[Data items]:
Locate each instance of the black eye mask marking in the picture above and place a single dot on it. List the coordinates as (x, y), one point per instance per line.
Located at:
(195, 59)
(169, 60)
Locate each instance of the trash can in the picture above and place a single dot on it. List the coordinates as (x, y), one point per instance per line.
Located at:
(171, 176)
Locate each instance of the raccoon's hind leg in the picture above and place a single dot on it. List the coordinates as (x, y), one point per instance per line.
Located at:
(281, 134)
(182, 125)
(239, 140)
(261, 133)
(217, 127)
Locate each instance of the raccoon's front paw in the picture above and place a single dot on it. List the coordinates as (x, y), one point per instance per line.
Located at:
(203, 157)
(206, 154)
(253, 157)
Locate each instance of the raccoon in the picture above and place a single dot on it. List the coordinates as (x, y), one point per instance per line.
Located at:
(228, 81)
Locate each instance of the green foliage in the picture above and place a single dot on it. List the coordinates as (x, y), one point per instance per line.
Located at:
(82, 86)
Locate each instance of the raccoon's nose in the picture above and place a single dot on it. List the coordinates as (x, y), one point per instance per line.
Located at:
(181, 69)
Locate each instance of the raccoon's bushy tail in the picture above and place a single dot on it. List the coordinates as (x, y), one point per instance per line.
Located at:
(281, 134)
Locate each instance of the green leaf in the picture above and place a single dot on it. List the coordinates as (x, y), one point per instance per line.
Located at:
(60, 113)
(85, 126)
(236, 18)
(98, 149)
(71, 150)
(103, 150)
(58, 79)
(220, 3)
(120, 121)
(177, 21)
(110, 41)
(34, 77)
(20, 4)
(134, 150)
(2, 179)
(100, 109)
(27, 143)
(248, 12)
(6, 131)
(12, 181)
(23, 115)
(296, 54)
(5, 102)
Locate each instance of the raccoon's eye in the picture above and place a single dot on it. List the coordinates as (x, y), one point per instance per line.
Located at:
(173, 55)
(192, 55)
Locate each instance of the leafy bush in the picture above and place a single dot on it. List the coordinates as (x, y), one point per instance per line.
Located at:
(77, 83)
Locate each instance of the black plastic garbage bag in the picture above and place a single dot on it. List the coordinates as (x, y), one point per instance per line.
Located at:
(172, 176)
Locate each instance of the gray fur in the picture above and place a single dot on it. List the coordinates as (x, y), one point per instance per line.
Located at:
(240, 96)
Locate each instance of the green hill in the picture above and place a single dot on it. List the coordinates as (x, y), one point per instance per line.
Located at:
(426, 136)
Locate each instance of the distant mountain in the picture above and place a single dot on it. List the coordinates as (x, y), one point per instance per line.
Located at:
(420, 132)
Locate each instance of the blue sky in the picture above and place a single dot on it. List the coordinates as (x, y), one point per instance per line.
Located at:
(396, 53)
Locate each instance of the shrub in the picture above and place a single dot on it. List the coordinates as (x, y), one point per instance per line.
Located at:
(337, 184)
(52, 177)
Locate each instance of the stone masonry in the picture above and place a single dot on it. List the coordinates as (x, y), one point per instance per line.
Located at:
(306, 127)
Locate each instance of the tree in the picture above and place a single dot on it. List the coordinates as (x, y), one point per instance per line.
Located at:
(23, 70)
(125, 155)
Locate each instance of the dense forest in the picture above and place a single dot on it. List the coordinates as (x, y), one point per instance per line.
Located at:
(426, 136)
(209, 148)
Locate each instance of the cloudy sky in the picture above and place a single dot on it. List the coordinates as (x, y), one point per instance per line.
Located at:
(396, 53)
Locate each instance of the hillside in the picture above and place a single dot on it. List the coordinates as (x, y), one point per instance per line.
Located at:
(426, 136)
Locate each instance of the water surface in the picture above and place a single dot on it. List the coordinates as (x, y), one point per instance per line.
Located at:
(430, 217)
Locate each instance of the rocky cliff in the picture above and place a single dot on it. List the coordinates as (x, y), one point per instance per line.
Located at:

[Problem]:
Repeat the data. Keep every word the same.

[Response to the exercise]:
Locate each instance of the black eye mask marking in the picture above and place a single dot on it. List the coordinates as (x, y), one point per instance per line.
Located at:
(195, 59)
(169, 60)
Locate each instance of the trash can in the picture above and place a single dot on it. List the coordinates as (x, y), one point per instance per line.
Located at:
(171, 176)
Locate each instance of the raccoon's hind leg in the picture above and place a single dot on it. List the coordinates as (x, y), one point per instance per line.
Located at:
(281, 134)
(182, 125)
(239, 140)
(261, 133)
(217, 127)
Locate each instance of the raccoon's front paw in the picture above and place a single dot on it. List the coordinates as (x, y), one point per instance per line.
Located at:
(203, 157)
(206, 154)
(253, 157)
Locate each instance of the raccoon in the picture above and place a single dot on it. List the coordinates as (x, y), one point per instance per line.
Located at:
(228, 81)
Locate each instance of the green foliage in the picture above and place a single dot on it. List the coordinates as (x, y), one point per instance per line.
Located at:
(82, 86)
Locate each instance of the raccoon's nose in the picture above and place a single dot on it. List the coordinates as (x, y), one point per instance per line.
Located at:
(181, 69)
Locate each instance of the raccoon's bushy tail in the picture above and place a single dot on it. List the coordinates as (x, y), one point per instance per line.
Located at:
(281, 134)
Locate each instance of the green leaf in the picture above and place a single dot on it. List the coordinates as (x, y), one point per instance per line.
Located at:
(60, 113)
(85, 126)
(236, 18)
(98, 149)
(71, 150)
(103, 150)
(58, 79)
(220, 3)
(120, 121)
(177, 21)
(110, 41)
(34, 77)
(20, 4)
(134, 150)
(2, 179)
(100, 109)
(27, 143)
(248, 12)
(6, 131)
(12, 181)
(23, 115)
(296, 54)
(5, 102)
Locate each instance of the raccoon's eye in the picture above and place a single dot on it. List the coordinates as (x, y), one point per instance per line.
Located at:
(173, 55)
(192, 55)
Locate each instance of the leafy bush in the picture above and place a single dot on it. List the coordinates as (x, y), one point per instance per line.
Located at:
(77, 83)
Locate each instance of the black plastic garbage bag in the picture above and place a single dot on it. List the coordinates as (x, y), one point per instance per line.
Located at:
(172, 176)
Locate each instance of the gray fur in the picture above and place a single dot on it. List the coordinates as (x, y), one point per instance per line.
Located at:
(240, 96)
Locate each instance of the green hill in the picture above and place a single dot on it. List the coordinates as (x, y), one point per instance per line.
Located at:
(426, 136)
Locate each instance of the distant mountain in the picture above and place a single dot on it. List the coordinates as (x, y), one point per instance per line.
Located at:
(420, 132)
Locate each instance of the blue sky in the picture above and place a single dot on it. List the coordinates as (x, y), one point per instance per line.
Located at:
(396, 53)
Locate each instance of the shrub in the picture above and place a single dot on it. List the coordinates as (x, y), one point per instance per line.
Located at:
(337, 184)
(52, 177)
Locate each instance of the stone masonry in the picture above and place a single dot on it. List the coordinates as (x, y), one point per instance per line.
Located at:
(306, 127)
Locate each instance of the tree in the picture above and place a single dot on it. List the coordinates as (x, y), one point per instance per line.
Located at:
(23, 70)
(125, 155)
Locate each instance of the dense forest in the picture above and place a single dot on it. List the coordinates as (x, y), one point per instance per line.
Located at:
(426, 136)
(209, 148)
Locate each instance of the cloudy sky in the picture above and place a single dot on it. List the coordinates as (x, y), one point per instance per line.
Located at:
(396, 53)
Locate each instance of the hillside in the picture above and place a single dot on it. List the coordinates as (x, y), one point per instance per line.
Located at:
(426, 136)
Locate each instance of the water surface in the picture above and place a single dot on it. List the coordinates as (x, y), one point per instance per line.
Located at:
(430, 217)
Locate each instance of the rocky cliff in the picture above and place a single dot on it. List the coordinates as (x, y), one point per instance per line.
Located at:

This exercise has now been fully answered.